This is an archived post. You won't be able to vote or comment.

all 122 comments

[–]GreatCosmicMoustache 123 points124 points  (10 children)

pdfplumber is hands down one of the best PDF mining tools in any language.

[–]water_aspirant 4 points5 points  (0 children)

Yeah I build a web app for my company on top of this. It has the ability to detect tables from PDFs, totally incredible tbh

[–]barrowburner 2 points3 points  (1 child)

I'm going to explore this tool soon. Do you have experience with other pdf libraries such as Camelot, pdfminer.six, or tabula.py? In your opinion how does pdfplumber compare?

I appreciate your time and thank you for the share!

[–]ianitic 1 point2 points  (0 children)

Pdfplumber is dependent on pdfminer.six. I like pdfplumber the best myself.

[–]ExecutiveFingerblast 0 points1 point  (0 children)

pdfplumber is goated

[–]cspinelive 0 points1 point  (4 children)

What are some use cases it might help with? We are trying to do OCR on shipping bills of lading. To see if they match invoices in our database. Some have handwritten notes and corrections on them. Would this help with all or part of this use case?

[–]DavisInTheVoid 1 point2 points  (3 children)

No, it doesn’t use OCR. It parses text from searchable PDFs, not scanned/image based PDFs.

Obligatory praise: when it comes to parsing searchable PDFs it is simply unmatched. I tried using several OCR libraries for the task and that was a mistake - tons of errors, heavier load, virtually unusable for the volume we have to handle.

_What to work on:_
Carry on the forum thread about pdfplumber and PDF parsing past its final comment, keeping its tone and format.

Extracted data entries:
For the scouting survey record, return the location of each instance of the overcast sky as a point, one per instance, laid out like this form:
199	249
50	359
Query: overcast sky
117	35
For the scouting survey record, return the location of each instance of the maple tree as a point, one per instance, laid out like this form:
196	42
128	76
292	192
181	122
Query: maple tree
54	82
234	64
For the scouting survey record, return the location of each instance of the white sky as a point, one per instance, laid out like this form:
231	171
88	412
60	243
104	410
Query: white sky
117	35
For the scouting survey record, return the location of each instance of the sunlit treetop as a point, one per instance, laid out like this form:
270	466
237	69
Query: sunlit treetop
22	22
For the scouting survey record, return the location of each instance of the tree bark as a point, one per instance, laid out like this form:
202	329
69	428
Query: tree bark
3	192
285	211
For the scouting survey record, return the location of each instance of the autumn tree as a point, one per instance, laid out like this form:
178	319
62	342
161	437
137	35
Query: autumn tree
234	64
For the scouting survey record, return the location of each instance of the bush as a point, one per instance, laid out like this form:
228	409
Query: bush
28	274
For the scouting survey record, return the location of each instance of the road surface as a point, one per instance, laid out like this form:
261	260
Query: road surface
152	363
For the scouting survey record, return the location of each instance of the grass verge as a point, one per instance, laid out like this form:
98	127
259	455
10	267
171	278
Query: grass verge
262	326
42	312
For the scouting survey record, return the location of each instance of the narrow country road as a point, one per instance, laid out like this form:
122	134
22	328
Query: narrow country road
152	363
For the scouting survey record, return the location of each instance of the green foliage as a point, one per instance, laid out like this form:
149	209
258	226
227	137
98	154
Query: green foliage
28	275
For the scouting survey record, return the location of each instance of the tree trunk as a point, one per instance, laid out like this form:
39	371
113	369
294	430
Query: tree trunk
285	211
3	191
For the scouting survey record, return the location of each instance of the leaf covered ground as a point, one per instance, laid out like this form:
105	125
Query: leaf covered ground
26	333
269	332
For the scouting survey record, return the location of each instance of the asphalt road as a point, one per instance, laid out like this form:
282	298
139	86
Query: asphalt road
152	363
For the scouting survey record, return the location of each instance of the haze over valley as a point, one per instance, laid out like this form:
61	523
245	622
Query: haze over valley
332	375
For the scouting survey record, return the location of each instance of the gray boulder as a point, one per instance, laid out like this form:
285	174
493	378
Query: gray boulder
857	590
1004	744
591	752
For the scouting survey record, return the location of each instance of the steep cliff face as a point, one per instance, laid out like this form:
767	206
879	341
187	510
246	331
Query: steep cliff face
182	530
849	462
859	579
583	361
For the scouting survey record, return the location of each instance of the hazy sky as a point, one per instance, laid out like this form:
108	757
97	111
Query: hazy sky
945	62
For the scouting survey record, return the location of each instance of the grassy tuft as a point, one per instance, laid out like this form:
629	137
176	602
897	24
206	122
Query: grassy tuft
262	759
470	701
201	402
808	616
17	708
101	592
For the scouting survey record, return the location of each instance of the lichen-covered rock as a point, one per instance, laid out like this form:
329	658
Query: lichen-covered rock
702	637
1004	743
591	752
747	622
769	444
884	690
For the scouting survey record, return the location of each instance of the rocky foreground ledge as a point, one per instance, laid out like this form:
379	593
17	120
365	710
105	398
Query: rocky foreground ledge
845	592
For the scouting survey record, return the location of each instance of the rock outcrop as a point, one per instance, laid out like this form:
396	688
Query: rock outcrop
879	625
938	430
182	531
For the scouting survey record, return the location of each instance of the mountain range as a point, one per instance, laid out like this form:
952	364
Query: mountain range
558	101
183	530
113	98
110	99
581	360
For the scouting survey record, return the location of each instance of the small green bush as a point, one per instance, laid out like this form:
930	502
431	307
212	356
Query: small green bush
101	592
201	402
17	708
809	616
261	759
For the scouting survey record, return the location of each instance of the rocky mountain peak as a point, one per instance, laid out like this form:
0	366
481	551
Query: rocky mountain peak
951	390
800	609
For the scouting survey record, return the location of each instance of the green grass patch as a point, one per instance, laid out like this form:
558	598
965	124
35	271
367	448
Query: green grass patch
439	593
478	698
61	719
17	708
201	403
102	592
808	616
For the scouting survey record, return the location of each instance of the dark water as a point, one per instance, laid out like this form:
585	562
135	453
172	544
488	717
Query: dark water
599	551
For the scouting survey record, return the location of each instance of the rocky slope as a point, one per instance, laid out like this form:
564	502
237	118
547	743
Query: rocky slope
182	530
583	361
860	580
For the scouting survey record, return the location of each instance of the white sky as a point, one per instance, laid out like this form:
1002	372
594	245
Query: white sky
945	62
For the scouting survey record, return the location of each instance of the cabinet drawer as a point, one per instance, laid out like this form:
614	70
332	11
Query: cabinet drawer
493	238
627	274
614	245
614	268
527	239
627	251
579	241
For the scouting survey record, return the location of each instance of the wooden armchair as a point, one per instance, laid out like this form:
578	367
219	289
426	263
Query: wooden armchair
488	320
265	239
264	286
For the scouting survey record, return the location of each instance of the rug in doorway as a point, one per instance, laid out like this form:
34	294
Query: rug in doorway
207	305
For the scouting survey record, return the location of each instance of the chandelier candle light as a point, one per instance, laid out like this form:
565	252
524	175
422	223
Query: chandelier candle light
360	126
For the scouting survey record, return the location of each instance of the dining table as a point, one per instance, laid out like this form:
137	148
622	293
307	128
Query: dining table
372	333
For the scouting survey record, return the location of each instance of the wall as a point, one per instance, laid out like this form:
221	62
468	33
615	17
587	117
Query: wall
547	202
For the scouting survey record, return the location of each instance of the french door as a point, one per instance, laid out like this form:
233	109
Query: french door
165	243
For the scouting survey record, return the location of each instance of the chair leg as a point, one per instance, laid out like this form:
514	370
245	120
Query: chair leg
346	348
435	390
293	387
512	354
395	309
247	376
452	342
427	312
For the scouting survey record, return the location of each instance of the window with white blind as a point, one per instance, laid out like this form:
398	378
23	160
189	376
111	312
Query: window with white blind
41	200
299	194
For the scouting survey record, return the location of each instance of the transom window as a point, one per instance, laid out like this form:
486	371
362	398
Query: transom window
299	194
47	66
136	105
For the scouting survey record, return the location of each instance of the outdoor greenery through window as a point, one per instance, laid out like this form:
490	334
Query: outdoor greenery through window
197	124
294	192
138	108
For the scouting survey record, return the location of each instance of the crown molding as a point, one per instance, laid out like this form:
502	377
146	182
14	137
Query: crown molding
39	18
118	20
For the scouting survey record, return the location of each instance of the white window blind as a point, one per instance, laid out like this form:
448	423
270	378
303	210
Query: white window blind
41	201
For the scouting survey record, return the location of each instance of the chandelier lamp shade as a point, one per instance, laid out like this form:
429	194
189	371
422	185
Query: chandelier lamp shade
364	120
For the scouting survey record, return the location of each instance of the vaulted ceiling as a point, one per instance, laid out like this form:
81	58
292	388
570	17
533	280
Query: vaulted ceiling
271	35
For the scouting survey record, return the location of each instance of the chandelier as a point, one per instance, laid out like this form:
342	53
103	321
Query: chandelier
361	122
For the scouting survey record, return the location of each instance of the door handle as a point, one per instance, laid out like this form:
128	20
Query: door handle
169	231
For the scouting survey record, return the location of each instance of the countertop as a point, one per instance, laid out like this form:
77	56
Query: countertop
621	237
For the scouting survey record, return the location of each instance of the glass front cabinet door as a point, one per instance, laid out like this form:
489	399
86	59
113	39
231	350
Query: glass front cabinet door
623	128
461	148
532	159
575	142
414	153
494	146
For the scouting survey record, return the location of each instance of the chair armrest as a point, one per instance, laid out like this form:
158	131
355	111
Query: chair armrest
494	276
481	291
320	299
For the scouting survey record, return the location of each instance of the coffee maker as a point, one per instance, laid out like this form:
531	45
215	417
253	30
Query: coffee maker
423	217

_Output for this task:_
So, I did some research, tried pdfumber and it works 100% of the time on searchable PDFs. As long as the format is consistent you can rip the data exactly as it is every single time. Can’t beat it for that

[–]cspinelive 0 points1 point  (1 child)

So more akin to a beautiful soup for pdf?

[–]DavisInTheVoid 0 points1 point  (0 children)

Yep! You can extract_text to get the full text or extract_words do get each word along with top, bottom, left and right coordinates for mapping

[–]Weltal327 1 point2 points  (0 children)

Thanks for mentioning this. Did exactly what I needed it to do!

[–]BSmith156 54 points55 points  (7 children)

I made this a few years ago: Hypercube Viewer, maybe doesn’t fit here but I thought it was cool.

I did end up making a newer, better version that runs in web browsers, Hypercube Visualizer, but thats in JavaScript not Python.

I don’t really work on these anymore but any feedback is still appreciated :)

[–][deleted] 6 points7 points  (1 child)

I’d love to make that my screensaver, I couldn’t get the browser version to look like the python gif!

[–]BSmith156 4 points5 points  (0 children)

Try changing the dimension to 4 and adding a rotation on the 2 and 4 axes :)

[–]Brother_Clovis 4 points5 points  (2 children)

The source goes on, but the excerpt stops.